# Problem details:
Extract each line of the records below that contains the string "item".
..........
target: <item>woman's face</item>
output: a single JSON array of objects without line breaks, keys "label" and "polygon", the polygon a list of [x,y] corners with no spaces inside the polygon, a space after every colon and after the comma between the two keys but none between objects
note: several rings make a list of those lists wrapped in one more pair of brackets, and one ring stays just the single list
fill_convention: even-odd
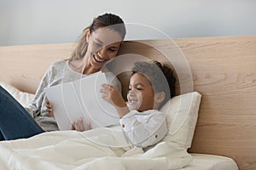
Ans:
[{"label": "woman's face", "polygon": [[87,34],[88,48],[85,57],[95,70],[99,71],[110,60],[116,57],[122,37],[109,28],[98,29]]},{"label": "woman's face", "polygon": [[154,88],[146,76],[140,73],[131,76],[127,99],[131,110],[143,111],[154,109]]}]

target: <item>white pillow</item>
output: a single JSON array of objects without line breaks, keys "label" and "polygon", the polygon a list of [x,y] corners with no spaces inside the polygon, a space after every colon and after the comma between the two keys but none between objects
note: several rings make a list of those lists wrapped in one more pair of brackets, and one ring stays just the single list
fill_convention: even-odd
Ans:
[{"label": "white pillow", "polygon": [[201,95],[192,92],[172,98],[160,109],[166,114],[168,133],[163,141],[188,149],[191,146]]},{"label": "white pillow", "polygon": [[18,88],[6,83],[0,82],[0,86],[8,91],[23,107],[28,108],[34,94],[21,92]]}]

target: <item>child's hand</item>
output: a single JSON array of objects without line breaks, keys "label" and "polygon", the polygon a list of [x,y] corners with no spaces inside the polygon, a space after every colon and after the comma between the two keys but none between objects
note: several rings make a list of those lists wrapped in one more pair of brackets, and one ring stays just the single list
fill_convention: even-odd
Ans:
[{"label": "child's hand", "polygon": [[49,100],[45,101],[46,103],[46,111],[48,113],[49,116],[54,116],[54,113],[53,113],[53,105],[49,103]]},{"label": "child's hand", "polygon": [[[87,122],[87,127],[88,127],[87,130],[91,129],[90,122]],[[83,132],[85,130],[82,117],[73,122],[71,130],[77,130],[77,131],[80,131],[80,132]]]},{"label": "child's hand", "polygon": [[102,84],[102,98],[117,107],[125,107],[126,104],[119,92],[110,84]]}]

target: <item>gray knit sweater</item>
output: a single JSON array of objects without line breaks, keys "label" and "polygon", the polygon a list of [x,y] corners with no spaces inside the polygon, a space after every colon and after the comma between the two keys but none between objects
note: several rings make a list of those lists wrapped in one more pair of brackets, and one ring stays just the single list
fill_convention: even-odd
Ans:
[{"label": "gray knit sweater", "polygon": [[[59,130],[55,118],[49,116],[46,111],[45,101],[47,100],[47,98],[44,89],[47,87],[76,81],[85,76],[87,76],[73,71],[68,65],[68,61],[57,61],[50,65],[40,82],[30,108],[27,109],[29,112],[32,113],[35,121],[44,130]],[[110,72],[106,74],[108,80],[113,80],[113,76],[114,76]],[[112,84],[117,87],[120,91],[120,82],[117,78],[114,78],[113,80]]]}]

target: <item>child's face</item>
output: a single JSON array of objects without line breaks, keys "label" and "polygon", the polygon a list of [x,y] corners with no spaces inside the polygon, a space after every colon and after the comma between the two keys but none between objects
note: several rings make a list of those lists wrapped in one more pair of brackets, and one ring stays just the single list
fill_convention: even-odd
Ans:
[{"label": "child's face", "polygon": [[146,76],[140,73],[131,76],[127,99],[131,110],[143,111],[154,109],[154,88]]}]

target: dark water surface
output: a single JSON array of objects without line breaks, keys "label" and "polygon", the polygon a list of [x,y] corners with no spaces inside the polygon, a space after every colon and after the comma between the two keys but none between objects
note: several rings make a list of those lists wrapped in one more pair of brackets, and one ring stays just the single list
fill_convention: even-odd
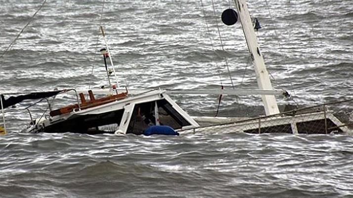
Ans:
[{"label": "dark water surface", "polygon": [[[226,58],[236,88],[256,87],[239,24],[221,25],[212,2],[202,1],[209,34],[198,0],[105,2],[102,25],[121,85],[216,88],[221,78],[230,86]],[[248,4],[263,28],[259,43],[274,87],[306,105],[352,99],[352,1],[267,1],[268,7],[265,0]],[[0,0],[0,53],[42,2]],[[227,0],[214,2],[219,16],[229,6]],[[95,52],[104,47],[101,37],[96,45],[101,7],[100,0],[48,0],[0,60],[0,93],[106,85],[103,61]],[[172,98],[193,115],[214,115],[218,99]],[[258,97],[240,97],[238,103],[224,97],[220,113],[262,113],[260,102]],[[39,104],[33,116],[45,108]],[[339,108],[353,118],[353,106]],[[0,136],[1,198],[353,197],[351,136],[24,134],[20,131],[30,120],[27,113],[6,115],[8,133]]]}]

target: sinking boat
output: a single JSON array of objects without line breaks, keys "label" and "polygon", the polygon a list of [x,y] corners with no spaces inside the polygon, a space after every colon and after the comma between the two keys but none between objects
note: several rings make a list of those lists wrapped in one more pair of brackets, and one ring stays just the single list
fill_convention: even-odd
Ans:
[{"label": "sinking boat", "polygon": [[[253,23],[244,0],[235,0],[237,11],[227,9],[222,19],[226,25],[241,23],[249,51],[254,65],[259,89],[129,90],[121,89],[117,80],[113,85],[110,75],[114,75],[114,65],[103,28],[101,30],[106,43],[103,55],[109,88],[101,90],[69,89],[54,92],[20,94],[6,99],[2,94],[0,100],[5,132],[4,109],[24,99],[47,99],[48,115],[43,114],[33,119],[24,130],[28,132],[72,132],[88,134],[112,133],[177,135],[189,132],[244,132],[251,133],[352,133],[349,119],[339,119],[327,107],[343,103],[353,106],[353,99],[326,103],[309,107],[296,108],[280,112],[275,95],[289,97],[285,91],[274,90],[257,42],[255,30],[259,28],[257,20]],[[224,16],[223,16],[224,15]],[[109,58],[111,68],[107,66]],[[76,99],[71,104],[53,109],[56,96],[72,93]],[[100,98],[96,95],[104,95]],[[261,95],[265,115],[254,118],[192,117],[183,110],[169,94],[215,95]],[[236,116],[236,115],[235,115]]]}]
..........
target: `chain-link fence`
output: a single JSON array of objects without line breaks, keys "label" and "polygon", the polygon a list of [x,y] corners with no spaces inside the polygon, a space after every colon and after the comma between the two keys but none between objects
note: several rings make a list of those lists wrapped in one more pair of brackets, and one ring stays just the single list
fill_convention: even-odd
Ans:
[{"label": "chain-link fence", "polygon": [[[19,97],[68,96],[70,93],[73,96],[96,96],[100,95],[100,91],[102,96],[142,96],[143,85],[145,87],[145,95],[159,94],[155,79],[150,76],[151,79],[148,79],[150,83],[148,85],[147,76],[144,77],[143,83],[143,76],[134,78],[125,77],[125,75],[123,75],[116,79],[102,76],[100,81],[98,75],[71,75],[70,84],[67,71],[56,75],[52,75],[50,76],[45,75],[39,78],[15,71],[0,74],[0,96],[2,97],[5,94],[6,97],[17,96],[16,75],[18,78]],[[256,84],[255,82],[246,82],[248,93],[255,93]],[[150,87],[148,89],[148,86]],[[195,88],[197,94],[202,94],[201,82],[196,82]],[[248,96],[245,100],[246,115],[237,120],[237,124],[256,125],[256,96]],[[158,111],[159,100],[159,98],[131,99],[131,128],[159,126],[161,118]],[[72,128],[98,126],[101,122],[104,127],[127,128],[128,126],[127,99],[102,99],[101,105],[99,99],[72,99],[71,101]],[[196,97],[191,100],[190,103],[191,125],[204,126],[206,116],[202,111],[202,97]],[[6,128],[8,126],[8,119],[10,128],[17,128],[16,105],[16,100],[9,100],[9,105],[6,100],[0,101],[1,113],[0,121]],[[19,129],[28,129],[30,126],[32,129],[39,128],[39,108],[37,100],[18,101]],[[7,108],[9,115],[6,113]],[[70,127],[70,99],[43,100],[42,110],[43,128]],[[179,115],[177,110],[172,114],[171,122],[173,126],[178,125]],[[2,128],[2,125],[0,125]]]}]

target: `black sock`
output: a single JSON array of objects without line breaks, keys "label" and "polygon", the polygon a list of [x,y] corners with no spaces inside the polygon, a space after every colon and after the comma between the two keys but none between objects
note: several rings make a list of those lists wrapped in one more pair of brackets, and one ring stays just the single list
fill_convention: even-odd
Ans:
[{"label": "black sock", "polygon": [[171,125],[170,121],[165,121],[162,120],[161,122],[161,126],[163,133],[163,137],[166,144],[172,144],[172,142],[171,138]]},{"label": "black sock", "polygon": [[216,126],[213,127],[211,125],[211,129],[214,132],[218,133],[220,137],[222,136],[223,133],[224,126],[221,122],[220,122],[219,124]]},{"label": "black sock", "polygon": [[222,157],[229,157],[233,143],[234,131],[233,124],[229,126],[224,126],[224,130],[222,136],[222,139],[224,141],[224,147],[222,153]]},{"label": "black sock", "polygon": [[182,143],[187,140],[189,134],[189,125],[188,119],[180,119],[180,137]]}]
..........
# Reply:
target: <item>woman's face</item>
target: <item>white pillow</item>
target: <item>child's hand</item>
target: <item>gray knit sweater</item>
target: <item>child's face</item>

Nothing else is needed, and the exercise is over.